— START OF Given records —
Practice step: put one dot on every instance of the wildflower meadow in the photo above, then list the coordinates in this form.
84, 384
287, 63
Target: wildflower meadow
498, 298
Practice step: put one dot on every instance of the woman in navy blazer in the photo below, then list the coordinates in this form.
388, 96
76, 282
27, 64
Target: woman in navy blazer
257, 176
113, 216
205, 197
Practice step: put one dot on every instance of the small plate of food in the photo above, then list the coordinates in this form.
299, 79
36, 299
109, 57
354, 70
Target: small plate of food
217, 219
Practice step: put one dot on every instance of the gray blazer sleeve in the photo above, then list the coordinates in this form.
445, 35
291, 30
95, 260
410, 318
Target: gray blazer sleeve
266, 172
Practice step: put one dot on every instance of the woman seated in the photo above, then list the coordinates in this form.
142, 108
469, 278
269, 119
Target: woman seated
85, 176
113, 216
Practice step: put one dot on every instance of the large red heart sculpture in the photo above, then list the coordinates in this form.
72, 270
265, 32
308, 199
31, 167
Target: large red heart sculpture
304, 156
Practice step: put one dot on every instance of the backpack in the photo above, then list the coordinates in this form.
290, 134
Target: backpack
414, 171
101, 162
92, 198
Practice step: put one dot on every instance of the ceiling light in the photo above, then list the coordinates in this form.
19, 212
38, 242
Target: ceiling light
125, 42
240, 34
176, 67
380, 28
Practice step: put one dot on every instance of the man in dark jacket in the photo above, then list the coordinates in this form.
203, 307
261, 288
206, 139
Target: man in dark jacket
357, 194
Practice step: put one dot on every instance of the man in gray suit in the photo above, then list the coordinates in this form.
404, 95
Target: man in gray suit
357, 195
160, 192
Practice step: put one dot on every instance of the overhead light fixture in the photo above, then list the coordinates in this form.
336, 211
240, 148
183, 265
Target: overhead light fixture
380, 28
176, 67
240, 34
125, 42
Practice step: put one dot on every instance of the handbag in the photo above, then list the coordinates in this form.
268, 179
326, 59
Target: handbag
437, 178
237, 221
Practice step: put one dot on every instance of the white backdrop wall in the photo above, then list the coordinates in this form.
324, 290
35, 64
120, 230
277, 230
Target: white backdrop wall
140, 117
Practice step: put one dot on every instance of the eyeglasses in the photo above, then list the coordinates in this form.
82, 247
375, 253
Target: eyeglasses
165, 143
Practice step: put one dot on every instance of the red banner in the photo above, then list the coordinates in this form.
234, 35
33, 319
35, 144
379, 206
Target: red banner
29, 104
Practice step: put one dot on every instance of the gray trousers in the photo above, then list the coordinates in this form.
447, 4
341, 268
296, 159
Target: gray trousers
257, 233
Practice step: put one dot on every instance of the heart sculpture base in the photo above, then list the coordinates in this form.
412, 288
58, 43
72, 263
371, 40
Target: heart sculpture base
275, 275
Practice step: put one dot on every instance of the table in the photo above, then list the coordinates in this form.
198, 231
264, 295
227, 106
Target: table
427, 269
— END OF Given records —
■ **Work to complete**
Quote the data in full, keeping each word unchanged.

■ **Response for this exercise**
Practice step: put one dot on every instance of the wildflower meadow in the photo above, then list the coordinates in this form.
84, 384
287, 63
Target: wildflower meadow
498, 298
Practice step: put one dot on every instance of the woman in navy blazer in the photo below, then list the coordinates in this form.
388, 96
76, 282
27, 64
Target: woman in navy blazer
257, 176
113, 216
205, 197
Practice step: put one dot on every instance of the small plate of food in the photo above, then list the coordinates in this form.
299, 79
36, 299
109, 57
354, 70
Target: small plate of food
217, 219
Practice step: put one dot on every instance of the gray blazer sleeve in the photo above, then list the coordinates in this form.
445, 35
291, 30
95, 260
410, 318
Target: gray blazer sleeve
266, 172
Practice step: put one dot on every instance of the woman seated in the photo above, then list the coordinates in this form.
142, 108
469, 278
269, 119
Target: woman seated
85, 176
113, 216
Practice step: put one dot on every instance of the large red heart sculpture in the photo above, then list the coordinates in this form.
72, 270
265, 32
308, 199
31, 167
Target: large red heart sculpture
304, 156
Practice step: put one dot on every instance of the backpack in the photo above, then list the coordinates in this form.
290, 134
Target: backpack
414, 171
101, 162
92, 198
Practice step: put one dot on every instance of the ceiling light in the photo above, then list the coordinates in this form.
19, 212
38, 242
Target: ceiling light
125, 42
240, 34
176, 67
380, 28
Practice step: put one dot on every instance of the man in dark jacket in the photo above, then list the coordinates in this form.
203, 307
261, 288
206, 139
Target: man in dark jacket
357, 194
Practice step: put one dot on every instance of the man in gray suit in the photo above, then list the coordinates in this form.
404, 95
Target: man in gray suit
357, 195
160, 192
Practice step: put one dot on every instance of the overhead light fixture in the photo above, then list the coordinates in this form.
336, 211
240, 148
183, 265
Target: overhead light fixture
380, 28
176, 67
240, 34
125, 42
Practice step: put one dot on every instance of the handbag in the photo above, then list the coordinates in this form.
268, 179
326, 59
Target: handbag
437, 178
237, 221
Practice step: put one dot on every instance of the white backdrop wall in the photo above, then list the coordinates in this form.
324, 290
35, 64
120, 230
277, 230
Target: white backdrop wall
140, 117
Practice step: put one dot on every instance of the eyeglasses in the photo above, then list the coordinates in this form.
82, 247
375, 253
Target: eyeglasses
165, 143
Practice step: put one dot on every instance of the red banner in the photo above, then list the coordinates in this form.
234, 35
33, 319
35, 144
379, 206
Target: red banner
29, 104
Practice step: put one dot on every instance of the gray trousers in the photo above, then list the coordinates in this form.
447, 4
341, 268
296, 159
Target: gray trousers
257, 233
Practice step: put one dot on every instance of the heart sculpture base in the photo above, then list the coordinates in this form.
412, 288
58, 43
72, 263
371, 40
Target: heart sculpture base
275, 275
Practice step: put one dot on every instance of the table in the photo above, then list the coordinates in this form.
198, 231
264, 295
227, 106
Target: table
427, 269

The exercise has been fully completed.